PROBLEM STATEMENT: Where the line containing "Task: indicate the dark" appears in the records below, begin there and write out each line exactly until the last one, and nothing more.
(DATA PROVIDED begins)
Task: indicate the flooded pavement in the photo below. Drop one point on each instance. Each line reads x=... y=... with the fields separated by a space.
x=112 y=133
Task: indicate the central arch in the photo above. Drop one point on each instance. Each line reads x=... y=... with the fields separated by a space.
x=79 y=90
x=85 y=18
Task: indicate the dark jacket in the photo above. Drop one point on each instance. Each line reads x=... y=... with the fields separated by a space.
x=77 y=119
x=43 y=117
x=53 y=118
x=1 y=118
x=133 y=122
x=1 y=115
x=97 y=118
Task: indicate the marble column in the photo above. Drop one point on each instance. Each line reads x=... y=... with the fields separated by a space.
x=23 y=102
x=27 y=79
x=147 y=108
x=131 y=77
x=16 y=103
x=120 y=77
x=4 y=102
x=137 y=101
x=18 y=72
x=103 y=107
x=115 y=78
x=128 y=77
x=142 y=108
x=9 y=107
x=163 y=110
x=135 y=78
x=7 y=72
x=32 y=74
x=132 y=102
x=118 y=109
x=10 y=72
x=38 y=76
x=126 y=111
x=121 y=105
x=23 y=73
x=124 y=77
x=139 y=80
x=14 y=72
(DATA PROVIDED ends)
TASK RESPONSE:
Task: indicate the dark jacket in the photo above. Drop one point on each instance. Each line reads x=... y=... with the fields separated by a space.
x=77 y=119
x=43 y=117
x=53 y=118
x=1 y=118
x=133 y=122
x=1 y=115
x=97 y=118
Task: indicate the marble column in the photo above. Drop one point on each instance. Each line reads x=... y=... with the fields separated by a space.
x=23 y=102
x=27 y=79
x=147 y=108
x=131 y=77
x=16 y=103
x=120 y=77
x=4 y=102
x=137 y=101
x=18 y=72
x=103 y=107
x=115 y=78
x=128 y=77
x=142 y=108
x=9 y=107
x=163 y=110
x=135 y=78
x=7 y=72
x=32 y=74
x=132 y=102
x=118 y=109
x=10 y=72
x=38 y=76
x=126 y=111
x=121 y=105
x=23 y=73
x=124 y=77
x=139 y=80
x=14 y=72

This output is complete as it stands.